Copy out every one of the items below word for word, leaving the pictures out.

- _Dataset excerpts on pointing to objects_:
==============================
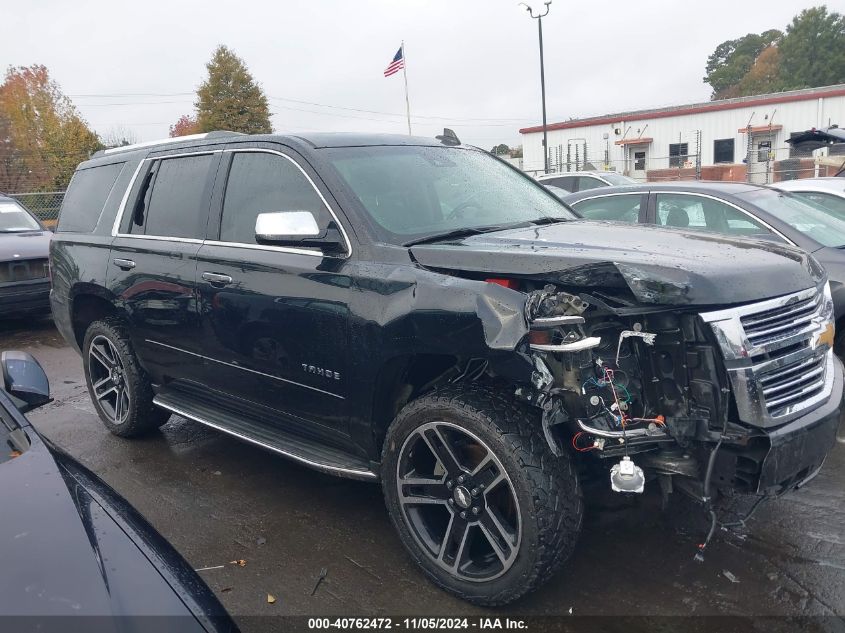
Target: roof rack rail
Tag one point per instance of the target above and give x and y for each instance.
(164, 141)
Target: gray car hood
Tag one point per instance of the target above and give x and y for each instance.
(659, 266)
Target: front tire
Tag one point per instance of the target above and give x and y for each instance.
(118, 385)
(477, 497)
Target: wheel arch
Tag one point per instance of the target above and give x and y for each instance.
(89, 303)
(403, 378)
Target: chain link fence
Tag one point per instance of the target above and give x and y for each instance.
(44, 205)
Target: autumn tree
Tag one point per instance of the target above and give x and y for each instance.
(186, 124)
(764, 75)
(813, 50)
(733, 59)
(230, 99)
(42, 136)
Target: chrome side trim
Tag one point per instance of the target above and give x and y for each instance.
(253, 371)
(575, 346)
(264, 247)
(164, 141)
(119, 217)
(366, 474)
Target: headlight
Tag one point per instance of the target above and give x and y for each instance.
(826, 320)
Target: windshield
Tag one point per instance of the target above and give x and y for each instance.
(14, 218)
(618, 179)
(413, 192)
(802, 215)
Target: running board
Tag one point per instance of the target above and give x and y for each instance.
(310, 453)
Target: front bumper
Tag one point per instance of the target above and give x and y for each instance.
(24, 297)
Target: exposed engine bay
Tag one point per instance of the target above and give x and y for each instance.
(647, 395)
(623, 386)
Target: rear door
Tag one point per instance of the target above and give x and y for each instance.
==============================
- _REPLY_:
Target: roof rack rail
Tag one point per instance of the target above and give x and y for each instance.
(164, 141)
Target: gray car hood
Tag one point per instance of the target above and give x and y for each instance.
(659, 266)
Target: front tire
Tag one point per instance of the target above and give x and y for each instance.
(118, 385)
(477, 497)
Target: wheel arch
Tag one point per instance of the target above and give x and y for each instance.
(89, 303)
(403, 378)
Target: chain link fence
Tag one point per instance of the target above and give x and y for each instance.
(44, 205)
Target: autumn tree
Tag one point per instance of the target above and give x and y for each instance.
(186, 124)
(764, 75)
(813, 50)
(733, 59)
(230, 99)
(42, 136)
Target: chrome side trim
Tag one point per instance of the target above and give x and y for each instance.
(253, 371)
(575, 346)
(264, 247)
(164, 141)
(119, 217)
(366, 474)
Target: headlight
Tag one point per instance of the target above and give x and y for each instance.
(826, 320)
Target: windshield
Tag one point per instance of the target above and give x and y for each instance.
(14, 218)
(618, 179)
(413, 192)
(802, 215)
Target: running board
Tag one point per instance of the target above and give x and y for each instance.
(310, 453)
Target: front bumper
Tag one point per instance of the target above and give x and y for each instance.
(24, 297)
Target: exposed engine bay
Tag one point per instance of the target above and give x and y for each instance.
(647, 395)
(623, 386)
Target: rear door
Tag one point per instance of the target above and give x and y for each instance.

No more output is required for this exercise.